By now it’s almost certain that the ICD-10 transition will occur on October 1 as scheduled, barring any last minute congressional intervention. Lately we’ve been talking to many members preparing for the transition and a consistent concern is coming through loud and clear: productivity.
More specifically, many organizations expect their coder productivity to take a hit as they adapt to the new coding system, along with additional downstream implications such as backlogs, payment delays, and potential changes in labor requirements—including outsourcing or additional hiring.
Naturally when attempting to prepare for the likely hit on their revenue cycle, many organizations have looked for benchmarks to help estimate what the initial coder productivity decline might look like. Sadly, much of the available literature doesn’t provide any concrete answers and doesn’t alleviate much of the uncertainty. Let’s look at some prior examples.
The Canadian ICD-10 transition
We’ve heard a few members cite the Canadian experience as the basis for an expected 50% initial drop in productivity related to the ICD-10 transition. This benchmark can be traced back to one study—hardly a robust body of literature—published by Humber River Regional Hospital in Ontario, Canada after it implemented ICD-10 in 2003.
While this study foreshadows a productivity decline, it’s not an apples to apples comparison. There are several situational differences between the Canadian transition and the impending U.S. transition that make it challenging to extrapolate such productivity decline to what’s ahead.
Factors that increased transition complexity for Canada
- Canada switched from paper to electronic coding at the same time. U.S. hospitals will not face this added hurdle.
Factors that decreased transition complexity for Canada
- Canada implemented ICD-10 only in the hospital setting. This makes the Canadian transition arguably simpler than the one the U.S. is about to experience, as ICD-10CM will be employed across all health care settings in the U.S.

- Data records -
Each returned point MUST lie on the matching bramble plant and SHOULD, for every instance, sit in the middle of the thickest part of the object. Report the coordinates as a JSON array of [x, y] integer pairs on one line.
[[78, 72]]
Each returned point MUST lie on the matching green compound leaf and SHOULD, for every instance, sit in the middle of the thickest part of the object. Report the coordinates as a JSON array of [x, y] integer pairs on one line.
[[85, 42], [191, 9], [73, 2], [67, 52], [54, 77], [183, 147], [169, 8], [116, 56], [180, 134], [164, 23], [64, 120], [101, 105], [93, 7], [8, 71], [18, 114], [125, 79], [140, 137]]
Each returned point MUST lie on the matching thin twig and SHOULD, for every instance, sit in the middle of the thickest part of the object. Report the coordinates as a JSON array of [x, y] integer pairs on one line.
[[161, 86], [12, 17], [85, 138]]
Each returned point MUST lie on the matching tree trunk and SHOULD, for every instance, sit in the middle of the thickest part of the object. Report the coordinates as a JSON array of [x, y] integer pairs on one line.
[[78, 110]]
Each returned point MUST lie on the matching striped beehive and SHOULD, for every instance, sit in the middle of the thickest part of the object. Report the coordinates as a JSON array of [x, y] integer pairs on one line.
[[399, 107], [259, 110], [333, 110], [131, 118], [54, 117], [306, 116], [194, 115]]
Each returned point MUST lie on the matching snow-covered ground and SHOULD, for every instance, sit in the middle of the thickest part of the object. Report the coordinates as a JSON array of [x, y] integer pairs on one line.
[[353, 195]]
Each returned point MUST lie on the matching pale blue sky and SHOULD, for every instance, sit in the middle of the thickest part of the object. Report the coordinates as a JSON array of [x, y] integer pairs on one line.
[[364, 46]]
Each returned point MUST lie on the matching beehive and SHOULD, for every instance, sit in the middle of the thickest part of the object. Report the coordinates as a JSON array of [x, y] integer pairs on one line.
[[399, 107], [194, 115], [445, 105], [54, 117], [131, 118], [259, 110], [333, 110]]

- Activity 1 -
In the article on the ICD-10 transition, what initial drop in coder productivity do some members cite based on the Canadian experience?
- Activity 2 -
Extend the article on the ICD-10 transition, continuing after its last sentence.

- Answer box 1 -
A 50% initial drop in productivity.

- Answer box 2 -
- Canada’s procedural coding system expanded from 3,500 to 20,000 codes; the U.S. system will change from 4,000 to approximately 72,000 codes. U.S. coders will have to learn more codes in ICD-10 and will be required to be more specific in their charts than Canadian coders.
- Canada has a single-payer system. The government was able to make centralized decisions regarding training and footed the bill for the transition. All hospitals were equally ready for ICD-10, which is certainly not the case in the U.S. where hospitals vary in preparedness for the change.
Examples closer to home
Unfortunately, the U.S.-based research on ICD-10 doesn’t paint a perfect picture either. Two ICD-10 field-test projects, conducted in 2003 and 2013, showed productivity declines similar to the Canadian benchmark. However, the coders in both these studies were “cold”—meaning they had never been exposed to ICD-10 before the field test.
Many hospitals’ coders have already had the opportunity to practice using the new code set by dual-coding. The field test results do not reflect any learning curve, making it hard to predict what hospitals that have dual-coded can expect after October 1.
Taking a data driven approach to stay on top of productivity declines
Given the lack of reliable industry benchmarks, one of our progressive members created a productivity database to capture dual-coding performance, including the number of charts per hour their coders completed under ICD-9 and the number of the same charts completed under ICD-10. This member is collecting this information weekly and using it to estimate the productivity declines they can potentially expect under ICD-10. They are also planning to use this data to help assess when they’ve regained their pre-ICD-10 coding productivity after the transition.
While the Canadian experience and the U.S. field tests foreshadow a general decline in productivity after the ICD-10 transition, the reality is likely to be different across organizations based on the level of preparation and training invested to date. Measuring your productivity in ICD-9 and ICD-10 before the transition can help provide a baseline, helping you understand if and when you approach prior productivity levels, and communicate needs for resources internally.